Write the material out again exactly as it stands.

Data items

-- BEGIN --

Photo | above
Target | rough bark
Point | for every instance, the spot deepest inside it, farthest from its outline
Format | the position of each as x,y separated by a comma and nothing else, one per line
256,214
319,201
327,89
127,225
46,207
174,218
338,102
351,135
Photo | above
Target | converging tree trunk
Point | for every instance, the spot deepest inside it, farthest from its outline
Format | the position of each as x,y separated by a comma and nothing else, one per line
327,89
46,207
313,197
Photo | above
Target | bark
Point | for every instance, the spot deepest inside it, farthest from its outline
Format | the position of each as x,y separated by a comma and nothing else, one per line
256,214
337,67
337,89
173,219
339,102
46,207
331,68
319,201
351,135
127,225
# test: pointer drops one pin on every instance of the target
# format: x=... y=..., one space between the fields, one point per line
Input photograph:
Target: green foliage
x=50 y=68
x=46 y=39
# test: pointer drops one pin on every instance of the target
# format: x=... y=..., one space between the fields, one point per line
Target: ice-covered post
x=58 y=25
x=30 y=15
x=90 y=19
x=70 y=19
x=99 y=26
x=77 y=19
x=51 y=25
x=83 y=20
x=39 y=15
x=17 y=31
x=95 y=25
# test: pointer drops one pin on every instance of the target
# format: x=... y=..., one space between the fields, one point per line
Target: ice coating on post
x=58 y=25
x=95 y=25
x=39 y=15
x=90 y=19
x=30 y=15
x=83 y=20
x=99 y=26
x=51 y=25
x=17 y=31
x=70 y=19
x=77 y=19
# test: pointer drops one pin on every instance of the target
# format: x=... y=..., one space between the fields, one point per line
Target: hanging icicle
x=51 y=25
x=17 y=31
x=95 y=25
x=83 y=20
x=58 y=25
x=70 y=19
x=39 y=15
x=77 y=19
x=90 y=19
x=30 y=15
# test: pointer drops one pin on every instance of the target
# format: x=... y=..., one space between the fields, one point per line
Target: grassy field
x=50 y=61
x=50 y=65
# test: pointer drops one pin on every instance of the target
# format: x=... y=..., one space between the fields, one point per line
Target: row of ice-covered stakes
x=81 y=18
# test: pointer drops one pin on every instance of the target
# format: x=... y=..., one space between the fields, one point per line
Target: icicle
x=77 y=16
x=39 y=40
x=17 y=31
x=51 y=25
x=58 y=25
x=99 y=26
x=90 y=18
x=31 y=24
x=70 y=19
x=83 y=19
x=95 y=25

-- END --

# The completed task
Photo | above
Target | rough bark
Point | for every instance, the spot deepest inside it, farthest from its outline
Format | the position of each as x,y separated by a comma and nothing else, one per line
256,214
319,201
327,89
127,225
46,207
174,218
338,102
351,135
Photo | above
Target | converging tree trunk
Point | for every instance, the spot deepest inside it, farthest from its outline
Format | the position of each as x,y separated by a comma and nothing else, one per line
327,89
46,207
313,197
Photo | above
Target | bark
Point | for every instance, the spot deepest inside it, farthest from its outline
Format | the position of each as x,y separated by a comma and nothing else, one per line
256,214
337,67
337,89
173,219
339,102
46,207
331,68
319,201
351,135
127,225
# test: pointer drops one pin on every instance of the target
# format: x=... y=..., one space between the fields, one point per line
Input photograph:
Target: green foliage
x=50 y=68
x=46 y=39
# test: pointer drops one pin on every instance of the target
# format: x=... y=..., one space between the fields, one point per line
Target: ice-covered post
x=58 y=25
x=30 y=15
x=90 y=19
x=70 y=19
x=99 y=26
x=77 y=19
x=51 y=25
x=83 y=20
x=39 y=15
x=17 y=31
x=95 y=25
# test: pointer drops one pin on every instance of the target
# format: x=... y=..., one space between the fields, one point per line
Target: ice coating on post
x=58 y=25
x=95 y=25
x=39 y=15
x=90 y=19
x=30 y=15
x=83 y=20
x=99 y=26
x=51 y=25
x=17 y=31
x=70 y=19
x=77 y=19
# test: pointer drops one pin on every instance of the target
# format: x=... y=..., one space between the fields, one point per line
Target: hanging icicle
x=51 y=25
x=17 y=31
x=95 y=25
x=83 y=20
x=58 y=25
x=70 y=19
x=39 y=15
x=77 y=19
x=90 y=19
x=30 y=15
# test: pointer drops one pin on every instance of the target
# format: x=... y=..., one space between the fields, one point per line
Target: grassy field
x=50 y=61
x=50 y=65
# test: pointer drops one pin on every instance of the target
# format: x=... y=..., one space between the fields, one point per line
Target: row of ice-covered stakes
x=81 y=18
# test: pointer drops one pin on every instance of the target
# format: x=... y=..., one space between the fields, one point per line
Target: icicle
x=77 y=16
x=39 y=40
x=17 y=31
x=51 y=25
x=58 y=25
x=99 y=26
x=90 y=18
x=31 y=24
x=70 y=19
x=83 y=19
x=95 y=25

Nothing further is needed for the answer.